*STATED EXERCISE*. Take the line that contains "The component shall place one marker per instance of the bearded" as the first line and the last line of the material below as the final one; reproduce exactly the lines between, inclusive.

(Dataset excerpts on object pointing)
########################################

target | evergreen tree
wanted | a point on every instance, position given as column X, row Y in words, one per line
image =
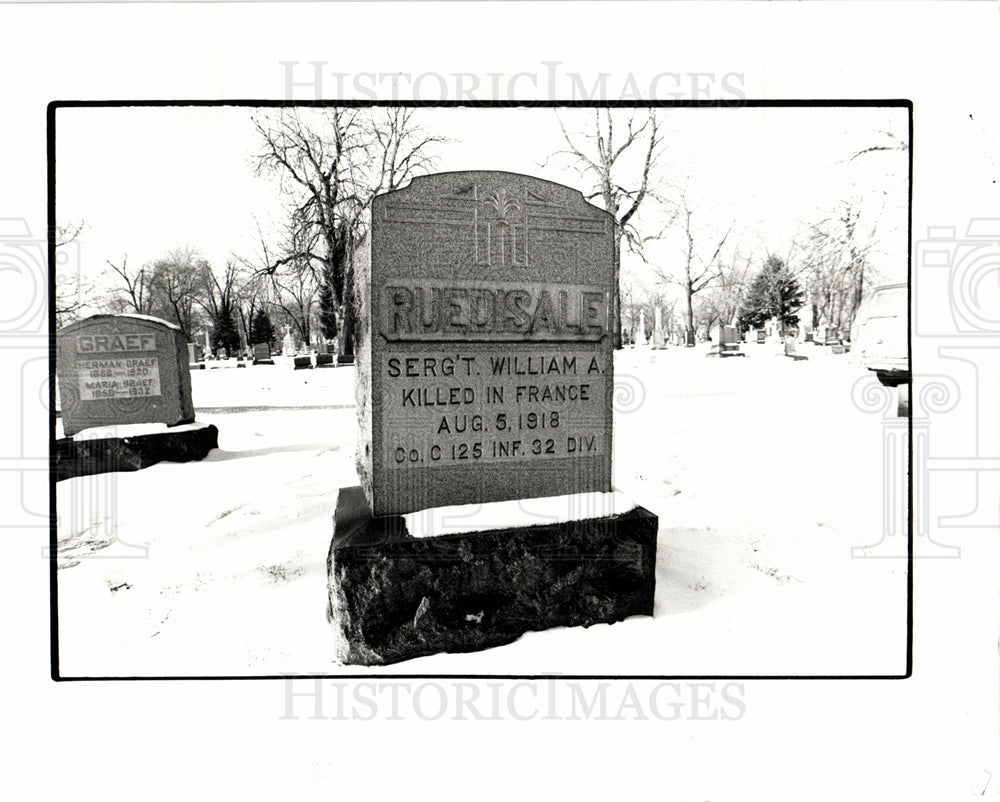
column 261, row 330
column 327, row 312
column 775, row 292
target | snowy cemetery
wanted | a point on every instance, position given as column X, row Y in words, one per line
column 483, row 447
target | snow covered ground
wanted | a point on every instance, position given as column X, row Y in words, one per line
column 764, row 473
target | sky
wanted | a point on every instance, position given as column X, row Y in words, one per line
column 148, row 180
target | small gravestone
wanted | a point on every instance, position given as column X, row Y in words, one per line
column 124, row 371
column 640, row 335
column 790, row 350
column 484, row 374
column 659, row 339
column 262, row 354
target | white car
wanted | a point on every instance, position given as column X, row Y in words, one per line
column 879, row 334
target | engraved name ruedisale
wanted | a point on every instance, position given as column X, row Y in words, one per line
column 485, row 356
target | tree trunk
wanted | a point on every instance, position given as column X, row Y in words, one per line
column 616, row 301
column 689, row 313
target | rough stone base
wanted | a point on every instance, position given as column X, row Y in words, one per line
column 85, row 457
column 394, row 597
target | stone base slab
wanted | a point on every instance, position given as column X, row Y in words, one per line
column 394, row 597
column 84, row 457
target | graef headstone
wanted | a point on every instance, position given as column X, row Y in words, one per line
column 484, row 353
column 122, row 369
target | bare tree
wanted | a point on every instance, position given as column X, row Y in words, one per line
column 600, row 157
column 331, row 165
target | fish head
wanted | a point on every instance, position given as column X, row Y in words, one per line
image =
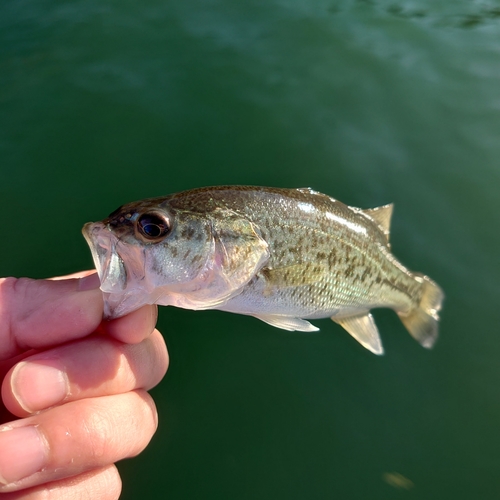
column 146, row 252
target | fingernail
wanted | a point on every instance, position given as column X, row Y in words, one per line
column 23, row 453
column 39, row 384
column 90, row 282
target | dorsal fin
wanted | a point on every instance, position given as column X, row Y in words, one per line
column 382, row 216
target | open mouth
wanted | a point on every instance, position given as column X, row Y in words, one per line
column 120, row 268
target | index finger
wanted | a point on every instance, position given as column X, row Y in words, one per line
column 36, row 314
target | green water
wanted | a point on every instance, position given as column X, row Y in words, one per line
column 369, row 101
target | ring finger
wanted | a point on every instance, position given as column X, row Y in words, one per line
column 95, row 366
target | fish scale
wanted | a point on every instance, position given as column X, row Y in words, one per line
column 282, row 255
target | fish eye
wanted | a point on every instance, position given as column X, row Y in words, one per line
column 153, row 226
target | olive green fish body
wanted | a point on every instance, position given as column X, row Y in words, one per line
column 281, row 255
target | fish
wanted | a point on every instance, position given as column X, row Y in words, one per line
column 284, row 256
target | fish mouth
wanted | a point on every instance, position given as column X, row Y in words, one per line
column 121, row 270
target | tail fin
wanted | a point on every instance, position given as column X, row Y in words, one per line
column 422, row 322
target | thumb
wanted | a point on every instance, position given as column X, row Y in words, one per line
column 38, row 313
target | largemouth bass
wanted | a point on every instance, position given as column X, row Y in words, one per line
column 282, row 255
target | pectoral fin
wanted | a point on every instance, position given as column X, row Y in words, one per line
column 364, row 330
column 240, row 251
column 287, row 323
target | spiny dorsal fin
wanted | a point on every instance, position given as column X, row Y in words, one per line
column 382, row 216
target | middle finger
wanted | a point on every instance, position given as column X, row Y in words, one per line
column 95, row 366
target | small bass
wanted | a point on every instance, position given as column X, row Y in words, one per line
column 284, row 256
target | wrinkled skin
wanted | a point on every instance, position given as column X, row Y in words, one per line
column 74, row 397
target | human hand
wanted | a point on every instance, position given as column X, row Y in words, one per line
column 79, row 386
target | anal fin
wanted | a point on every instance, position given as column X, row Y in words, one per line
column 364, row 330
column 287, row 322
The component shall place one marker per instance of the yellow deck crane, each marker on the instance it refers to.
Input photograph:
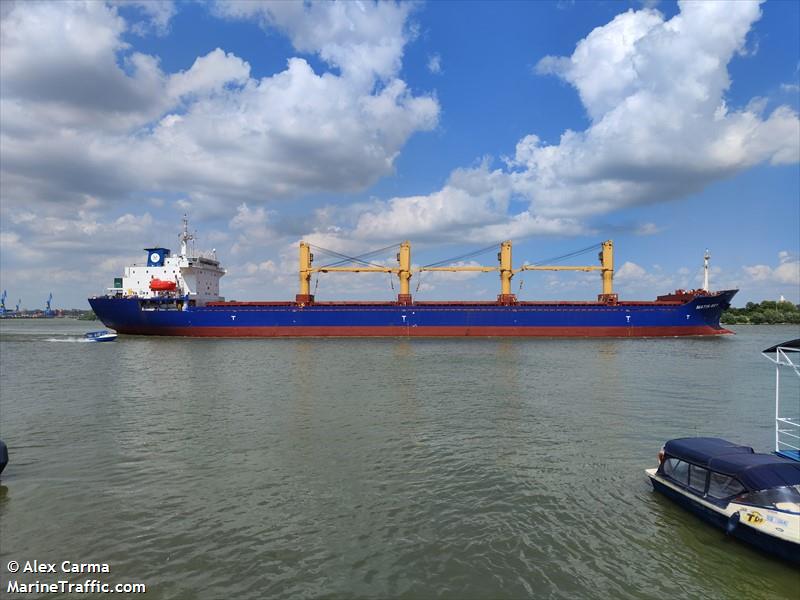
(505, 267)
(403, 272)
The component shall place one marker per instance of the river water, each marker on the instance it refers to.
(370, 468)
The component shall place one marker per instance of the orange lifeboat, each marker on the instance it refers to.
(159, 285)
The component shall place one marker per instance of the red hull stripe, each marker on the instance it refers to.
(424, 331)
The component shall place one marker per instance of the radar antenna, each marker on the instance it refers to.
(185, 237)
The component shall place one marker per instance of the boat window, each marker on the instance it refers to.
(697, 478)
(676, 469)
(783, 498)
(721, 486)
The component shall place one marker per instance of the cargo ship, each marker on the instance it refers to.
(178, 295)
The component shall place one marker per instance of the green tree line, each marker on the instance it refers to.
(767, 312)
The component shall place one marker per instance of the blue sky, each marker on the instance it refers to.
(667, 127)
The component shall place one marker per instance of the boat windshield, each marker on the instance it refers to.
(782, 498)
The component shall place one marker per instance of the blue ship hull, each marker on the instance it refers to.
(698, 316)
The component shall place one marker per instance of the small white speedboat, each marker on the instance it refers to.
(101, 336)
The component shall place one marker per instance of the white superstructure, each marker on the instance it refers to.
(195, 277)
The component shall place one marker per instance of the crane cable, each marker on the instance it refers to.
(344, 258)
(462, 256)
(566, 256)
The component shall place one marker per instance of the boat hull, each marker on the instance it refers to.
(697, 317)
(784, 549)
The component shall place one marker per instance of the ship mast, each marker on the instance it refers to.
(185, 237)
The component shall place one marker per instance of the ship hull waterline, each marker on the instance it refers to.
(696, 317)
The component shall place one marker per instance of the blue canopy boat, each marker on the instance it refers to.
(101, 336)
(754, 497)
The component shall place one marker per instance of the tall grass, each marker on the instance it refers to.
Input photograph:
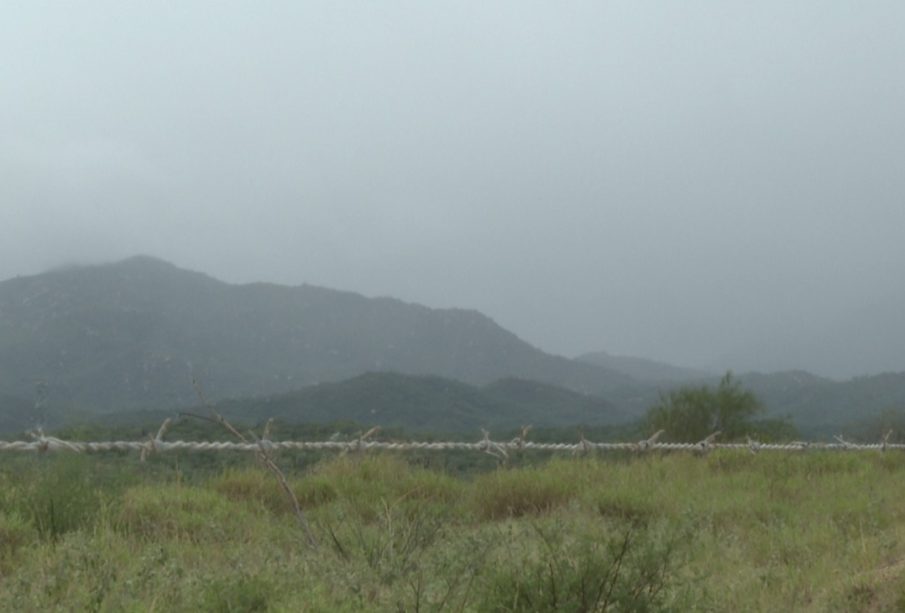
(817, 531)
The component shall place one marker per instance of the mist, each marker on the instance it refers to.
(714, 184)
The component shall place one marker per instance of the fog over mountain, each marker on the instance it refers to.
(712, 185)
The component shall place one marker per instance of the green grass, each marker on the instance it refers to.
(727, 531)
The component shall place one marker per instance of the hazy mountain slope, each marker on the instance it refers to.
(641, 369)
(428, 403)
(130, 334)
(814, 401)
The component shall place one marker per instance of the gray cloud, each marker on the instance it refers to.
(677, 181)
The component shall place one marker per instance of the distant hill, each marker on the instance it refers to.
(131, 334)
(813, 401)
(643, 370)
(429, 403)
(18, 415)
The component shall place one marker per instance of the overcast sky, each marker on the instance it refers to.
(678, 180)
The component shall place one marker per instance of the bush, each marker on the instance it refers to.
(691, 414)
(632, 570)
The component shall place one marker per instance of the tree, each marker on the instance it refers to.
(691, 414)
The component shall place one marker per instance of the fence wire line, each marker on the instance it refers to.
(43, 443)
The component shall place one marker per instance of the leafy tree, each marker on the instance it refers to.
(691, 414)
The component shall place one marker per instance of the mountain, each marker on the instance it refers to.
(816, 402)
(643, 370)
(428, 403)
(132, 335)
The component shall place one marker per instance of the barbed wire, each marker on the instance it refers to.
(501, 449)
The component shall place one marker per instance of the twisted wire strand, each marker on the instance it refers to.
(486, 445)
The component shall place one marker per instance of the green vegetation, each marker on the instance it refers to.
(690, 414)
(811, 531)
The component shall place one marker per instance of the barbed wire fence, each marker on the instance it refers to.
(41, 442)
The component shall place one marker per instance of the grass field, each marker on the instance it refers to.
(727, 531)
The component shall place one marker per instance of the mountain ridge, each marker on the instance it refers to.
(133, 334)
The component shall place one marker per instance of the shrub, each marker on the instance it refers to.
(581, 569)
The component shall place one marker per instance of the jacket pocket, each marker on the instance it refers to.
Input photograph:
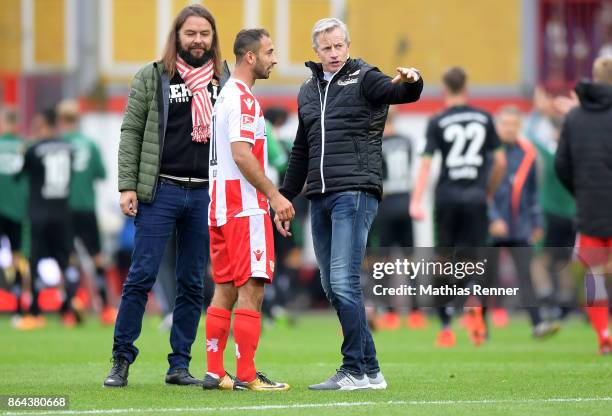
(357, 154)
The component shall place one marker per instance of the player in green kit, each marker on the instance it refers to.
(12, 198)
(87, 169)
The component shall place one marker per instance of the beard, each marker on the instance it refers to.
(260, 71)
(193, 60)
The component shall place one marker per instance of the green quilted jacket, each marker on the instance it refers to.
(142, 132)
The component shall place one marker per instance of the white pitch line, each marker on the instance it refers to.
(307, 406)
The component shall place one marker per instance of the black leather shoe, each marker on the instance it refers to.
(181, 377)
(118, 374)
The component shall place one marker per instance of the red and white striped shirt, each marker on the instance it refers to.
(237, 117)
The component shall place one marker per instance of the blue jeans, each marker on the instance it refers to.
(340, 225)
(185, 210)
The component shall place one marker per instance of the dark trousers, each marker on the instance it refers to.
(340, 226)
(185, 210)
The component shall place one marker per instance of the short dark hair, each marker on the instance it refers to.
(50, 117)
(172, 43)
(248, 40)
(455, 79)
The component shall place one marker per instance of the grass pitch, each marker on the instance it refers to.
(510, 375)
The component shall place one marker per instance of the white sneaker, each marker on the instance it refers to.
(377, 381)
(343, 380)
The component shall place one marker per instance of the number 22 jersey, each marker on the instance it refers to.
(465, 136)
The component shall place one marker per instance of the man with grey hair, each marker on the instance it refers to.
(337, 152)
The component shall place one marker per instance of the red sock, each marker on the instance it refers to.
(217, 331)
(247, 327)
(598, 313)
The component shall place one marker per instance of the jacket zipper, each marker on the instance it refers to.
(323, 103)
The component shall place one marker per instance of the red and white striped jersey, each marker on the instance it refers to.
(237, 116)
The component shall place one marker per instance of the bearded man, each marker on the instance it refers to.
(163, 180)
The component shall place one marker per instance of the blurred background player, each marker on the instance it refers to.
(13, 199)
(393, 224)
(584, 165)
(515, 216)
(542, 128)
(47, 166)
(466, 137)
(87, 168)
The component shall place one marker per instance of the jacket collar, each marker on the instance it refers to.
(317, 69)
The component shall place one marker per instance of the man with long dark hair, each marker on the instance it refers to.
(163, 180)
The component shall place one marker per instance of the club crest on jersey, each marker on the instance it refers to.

########################################

*ANSWER TO THIS PROBLEM*.
The component shall place one marker per instance of the bearded man, each marker on the instance it refers to.
(163, 180)
The component shall place one marker per instance of the blurred background player, each marker on the instance it refers to.
(13, 199)
(393, 224)
(584, 165)
(515, 216)
(542, 128)
(47, 166)
(466, 137)
(87, 168)
The component shall place one marker per instance of the jacket collar, each marker on the instance it refers to.
(317, 69)
The component shall place one marker per instance of the man with long dark hair, each marker on the instance it refers to.
(163, 180)
The component shall place one marker per instance of the club crest on jersey, each marker on the instance it refers to.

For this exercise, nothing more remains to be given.